Monday 5 March 2012

The Slave Business and Its Material and Moral Hinterlands in Continental Europe

CONFERENCE: The Slave Business and Its Material and Moral Hinterlands in Continental Europe 
International Slavery Museum, Liverpool, April 20-22, 2012


The history of transatlantic slavery is one of the most active and fruitful fields of historical research worldwide. As scholarship in this field is increasingly global, it opens up unique possibilities for international collaboration. More particularly, the most recent research which looks beyond the familiar Atlantic axis and the principal slave-trading nations has made clear the scope for new kinds of comparative and trans-regional studies. The conference revisits a number of key themes relevant to the relationship between slavery (outside Europe) and the dynamics of (European) metropolitan society, giving specific attention to developments in Continental Europe and in particular to the German-speaking regions. These themes include the impact of the slave business on capitalist development and the development of discourses around slavery and abolition in the public sphere. Behind that there lie questions about private conscience – in the first instance about what was known and knowable about the implication of individual economic actors in one of the earliest globalised businesses. By focusing our attention on regions which were physically and politically distant not only from the mines and plantations of the Americas but also from Europe’s ‘slave capitals’ like Liverpool, London, Nantes and Bordeaux, we hope not only to assemble new data and thereby better understand the material ‘reach’ of transatlantic slavery, but also to address wider questions about the ways in which location/space structures knowledge, values and interest by applying them to the particularly dramatic case of slavery in what are still seen as marginal places. How does the geographical status of ‘hinterland’ relate to conditions of economic and moral/discursive interchange?

Dataset excerpts
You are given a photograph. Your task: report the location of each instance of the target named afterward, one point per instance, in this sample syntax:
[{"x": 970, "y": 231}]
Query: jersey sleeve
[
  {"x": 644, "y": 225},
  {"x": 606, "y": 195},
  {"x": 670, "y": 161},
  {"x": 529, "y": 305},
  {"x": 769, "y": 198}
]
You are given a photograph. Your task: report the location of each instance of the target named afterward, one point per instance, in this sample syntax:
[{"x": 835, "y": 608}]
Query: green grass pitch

* * *

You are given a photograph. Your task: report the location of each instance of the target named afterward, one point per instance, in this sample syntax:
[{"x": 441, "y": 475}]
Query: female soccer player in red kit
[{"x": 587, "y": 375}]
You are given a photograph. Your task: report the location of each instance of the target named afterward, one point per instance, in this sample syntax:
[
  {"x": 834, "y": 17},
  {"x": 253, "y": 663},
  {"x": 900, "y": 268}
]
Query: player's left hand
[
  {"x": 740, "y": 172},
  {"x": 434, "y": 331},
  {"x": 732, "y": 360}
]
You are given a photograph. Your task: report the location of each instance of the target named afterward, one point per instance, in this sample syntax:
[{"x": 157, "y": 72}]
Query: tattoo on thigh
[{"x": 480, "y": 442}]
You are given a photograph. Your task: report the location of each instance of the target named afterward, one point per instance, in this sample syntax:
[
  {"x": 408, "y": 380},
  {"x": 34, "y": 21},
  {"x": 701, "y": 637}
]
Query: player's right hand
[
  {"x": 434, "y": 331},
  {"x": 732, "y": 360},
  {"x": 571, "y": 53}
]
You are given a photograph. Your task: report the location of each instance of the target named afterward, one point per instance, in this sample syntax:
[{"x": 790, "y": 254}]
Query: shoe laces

Objectives
A. Can you print the conference announcement in full, word for word?
B. Which lines in the entries contain the word "player"? Identify each one and copy it out whole, treating uppercase and lowercase as different.

Results for the exercise
A.
Monday 5 March 2012

The Slave Business and Its Material and Moral Hinterlands in Continental Europe

CONFERENCE: The Slave Business and Its Material and Moral Hinterlands in Continental Europe 
International Slavery Museum, Liverpool, April 20-22, 2012


The history of transatlantic slavery is one of the most active and fruitful fields of historical research worldwide. As scholarship in this field is increasingly global, it opens up unique possibilities for international collaboration. More particularly, the most recent research which looks beyond the familiar Atlantic axis and the principal slave-trading nations has made clear the scope for new kinds of comparative and trans-regional studies. The conference revisits a number of key themes relevant to the relationship between slavery (outside Europe) and the dynamics of (European) metropolitan society, giving specific attention to developments in Continental Europe and in particular to the German-speaking regions. These themes include the impact of the slave business on capitalist development and the development of discourses around slavery and abolition in the public sphere. Behind that there lie questions about private conscience – in the first instance about what was known and knowable about the implication of individual economic actors in one of the earliest globalised businesses. By focusing our attention on regions which were physically and politically distant not only from the mines and plantations of the Americas but also from Europe’s ‘slave capitals’ like Liverpool, London, Nantes and Bordeaux, we hope not only to assemble new data and thereby better understand the material ‘reach’ of transatlantic slavery, but also to address wider questions about the ways in which location/space structures knowledge, values and interest by applying them to the particularly dramatic case of slavery in what are still seen as marginal places. How does the geographical status of ‘hinterland’ relate to conditions of economic and moral/discursive interchange?

B.
Query: female soccer player in red kit
Query: player's left hand
Query: player's right hand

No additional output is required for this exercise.